- _Selected extract_
+ + + +

Trump Vows to Cut All Aid to Pakistan for 'Lies and Deceit of 15 Years'
The relations between the US and Pakistan, long vital for both, have chilled steadily since Trump declared that Pakistan "gives safe haven to agents of chaos, violence and terror."
New Delhi: United States President Donald Trump has vowed to cut aid to Pakistan for failing to act against terror groups operating on its soil.
In a strongly worded message in his first tweet of the year, Trump said that US has foolishly given Pakistan more than 33 billion dollars in aid over the last 15 years, but in return Pakistan has given nothing but lies and deceit. “They give safe haven to the terrorists we hunt in Afghanistan, with little help. No more!” he wrote.

+ + + +

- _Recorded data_

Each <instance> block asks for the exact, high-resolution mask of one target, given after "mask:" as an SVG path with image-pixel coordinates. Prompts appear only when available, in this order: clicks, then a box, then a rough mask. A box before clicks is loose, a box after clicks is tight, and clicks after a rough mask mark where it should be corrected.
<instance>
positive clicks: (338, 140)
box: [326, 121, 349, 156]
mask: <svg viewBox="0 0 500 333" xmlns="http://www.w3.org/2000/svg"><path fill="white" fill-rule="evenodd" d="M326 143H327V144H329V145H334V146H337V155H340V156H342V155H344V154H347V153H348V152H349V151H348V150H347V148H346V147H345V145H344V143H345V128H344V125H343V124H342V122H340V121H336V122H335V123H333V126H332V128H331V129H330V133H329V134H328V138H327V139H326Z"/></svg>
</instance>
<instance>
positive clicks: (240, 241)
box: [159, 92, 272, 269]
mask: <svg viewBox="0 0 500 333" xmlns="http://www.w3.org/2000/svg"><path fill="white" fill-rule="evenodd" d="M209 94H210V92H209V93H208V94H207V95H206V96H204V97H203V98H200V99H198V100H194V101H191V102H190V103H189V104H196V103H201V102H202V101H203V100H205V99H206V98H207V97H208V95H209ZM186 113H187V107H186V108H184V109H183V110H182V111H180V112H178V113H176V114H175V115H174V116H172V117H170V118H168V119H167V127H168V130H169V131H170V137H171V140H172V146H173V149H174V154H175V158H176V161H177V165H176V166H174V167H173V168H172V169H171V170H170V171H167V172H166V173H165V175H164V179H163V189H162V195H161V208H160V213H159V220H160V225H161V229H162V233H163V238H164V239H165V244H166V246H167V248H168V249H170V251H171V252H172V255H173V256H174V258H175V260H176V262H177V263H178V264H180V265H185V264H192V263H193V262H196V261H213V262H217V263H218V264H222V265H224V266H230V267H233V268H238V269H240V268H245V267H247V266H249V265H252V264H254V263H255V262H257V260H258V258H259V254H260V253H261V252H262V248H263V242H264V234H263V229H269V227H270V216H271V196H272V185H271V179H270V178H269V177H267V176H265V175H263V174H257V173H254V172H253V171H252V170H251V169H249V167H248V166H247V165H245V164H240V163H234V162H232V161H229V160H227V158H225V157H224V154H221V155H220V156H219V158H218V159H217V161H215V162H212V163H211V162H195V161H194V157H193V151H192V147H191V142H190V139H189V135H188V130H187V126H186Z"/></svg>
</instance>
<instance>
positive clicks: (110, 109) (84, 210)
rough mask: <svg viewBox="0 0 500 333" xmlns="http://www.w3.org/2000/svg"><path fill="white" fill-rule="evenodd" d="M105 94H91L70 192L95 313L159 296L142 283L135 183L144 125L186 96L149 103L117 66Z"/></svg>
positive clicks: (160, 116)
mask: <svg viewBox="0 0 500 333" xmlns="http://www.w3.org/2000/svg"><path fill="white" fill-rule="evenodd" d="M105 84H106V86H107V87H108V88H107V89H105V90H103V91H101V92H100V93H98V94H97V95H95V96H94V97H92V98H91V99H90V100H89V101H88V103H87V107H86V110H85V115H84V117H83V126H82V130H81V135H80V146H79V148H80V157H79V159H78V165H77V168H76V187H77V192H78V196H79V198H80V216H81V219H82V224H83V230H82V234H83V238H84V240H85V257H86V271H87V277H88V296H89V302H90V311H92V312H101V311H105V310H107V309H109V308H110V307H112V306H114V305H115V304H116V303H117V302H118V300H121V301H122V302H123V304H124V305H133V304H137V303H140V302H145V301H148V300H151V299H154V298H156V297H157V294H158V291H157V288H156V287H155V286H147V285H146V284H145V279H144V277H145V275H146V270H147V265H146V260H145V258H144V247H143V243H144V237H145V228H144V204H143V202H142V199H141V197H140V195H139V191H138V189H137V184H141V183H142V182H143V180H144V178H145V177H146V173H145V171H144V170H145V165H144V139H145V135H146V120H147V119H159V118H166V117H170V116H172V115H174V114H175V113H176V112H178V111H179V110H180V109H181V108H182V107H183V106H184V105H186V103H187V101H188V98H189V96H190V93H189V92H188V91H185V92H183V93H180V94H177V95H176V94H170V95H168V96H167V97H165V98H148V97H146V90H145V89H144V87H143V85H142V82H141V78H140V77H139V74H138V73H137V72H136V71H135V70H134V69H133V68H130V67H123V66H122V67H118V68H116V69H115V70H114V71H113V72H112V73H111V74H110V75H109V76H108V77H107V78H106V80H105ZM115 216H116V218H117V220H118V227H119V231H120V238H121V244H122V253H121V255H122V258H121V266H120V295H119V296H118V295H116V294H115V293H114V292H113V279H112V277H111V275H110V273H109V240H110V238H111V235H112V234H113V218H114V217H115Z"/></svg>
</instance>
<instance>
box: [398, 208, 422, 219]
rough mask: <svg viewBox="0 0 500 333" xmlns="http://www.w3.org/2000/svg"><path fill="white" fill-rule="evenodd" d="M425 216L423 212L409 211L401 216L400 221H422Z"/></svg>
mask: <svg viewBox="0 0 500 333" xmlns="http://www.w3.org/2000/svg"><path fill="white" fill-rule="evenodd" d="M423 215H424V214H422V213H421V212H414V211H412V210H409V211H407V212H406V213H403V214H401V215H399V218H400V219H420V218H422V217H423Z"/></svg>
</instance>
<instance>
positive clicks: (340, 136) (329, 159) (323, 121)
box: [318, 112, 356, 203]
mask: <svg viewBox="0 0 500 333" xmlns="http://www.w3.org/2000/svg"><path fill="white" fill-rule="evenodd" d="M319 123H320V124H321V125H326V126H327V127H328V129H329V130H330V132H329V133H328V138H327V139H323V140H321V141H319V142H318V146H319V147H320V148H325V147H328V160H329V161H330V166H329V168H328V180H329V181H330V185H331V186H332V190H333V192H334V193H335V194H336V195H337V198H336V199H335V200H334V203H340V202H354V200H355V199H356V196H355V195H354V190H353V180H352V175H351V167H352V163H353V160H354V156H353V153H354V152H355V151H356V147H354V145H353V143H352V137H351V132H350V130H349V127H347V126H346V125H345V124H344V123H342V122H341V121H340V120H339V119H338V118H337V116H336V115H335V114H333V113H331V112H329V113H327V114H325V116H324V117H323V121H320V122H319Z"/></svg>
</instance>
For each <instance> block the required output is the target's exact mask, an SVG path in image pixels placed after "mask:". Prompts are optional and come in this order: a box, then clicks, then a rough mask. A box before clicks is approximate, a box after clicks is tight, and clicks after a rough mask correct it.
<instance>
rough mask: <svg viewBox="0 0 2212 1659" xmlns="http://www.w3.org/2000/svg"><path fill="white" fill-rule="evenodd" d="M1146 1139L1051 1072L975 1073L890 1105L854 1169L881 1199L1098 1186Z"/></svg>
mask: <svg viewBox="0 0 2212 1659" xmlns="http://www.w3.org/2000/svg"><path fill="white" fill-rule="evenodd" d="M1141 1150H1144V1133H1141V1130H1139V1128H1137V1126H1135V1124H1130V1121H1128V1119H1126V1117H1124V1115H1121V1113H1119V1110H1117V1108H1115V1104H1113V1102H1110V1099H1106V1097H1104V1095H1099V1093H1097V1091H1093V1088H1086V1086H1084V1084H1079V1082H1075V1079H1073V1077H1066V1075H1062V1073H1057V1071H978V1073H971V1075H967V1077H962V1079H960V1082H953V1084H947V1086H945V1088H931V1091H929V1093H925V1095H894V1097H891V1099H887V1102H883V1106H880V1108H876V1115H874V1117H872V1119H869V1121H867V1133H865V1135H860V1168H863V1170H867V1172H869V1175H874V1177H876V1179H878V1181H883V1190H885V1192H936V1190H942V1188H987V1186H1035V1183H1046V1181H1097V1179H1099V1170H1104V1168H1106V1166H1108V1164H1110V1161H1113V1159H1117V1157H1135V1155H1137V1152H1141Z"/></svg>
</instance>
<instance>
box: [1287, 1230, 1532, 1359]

+ + + +

- _What you need to do_
1 > Quote the Pakistan aid article word for word, giving the stretch from "Trump Vows to" through "on its soil.".
2 > Name every country mentioned in the Pakistan aid article.
The listing is not needed for this work.

- _Solutions to the exercise_
1 >
Trump Vows to Cut All Aid to Pakistan for 'Lies and Deceit of 15 Years'
The relations between the US and Pakistan, long vital for both, have chilled steadily since Trump declared that Pakistan "gives safe haven to agents of chaos, violence and terror."
New Delhi: United States President Donald Trump has vowed to cut aid to Pakistan for failing to act against terror groups operating on its soil.

2 > The United States, Pakistan, Afghanistan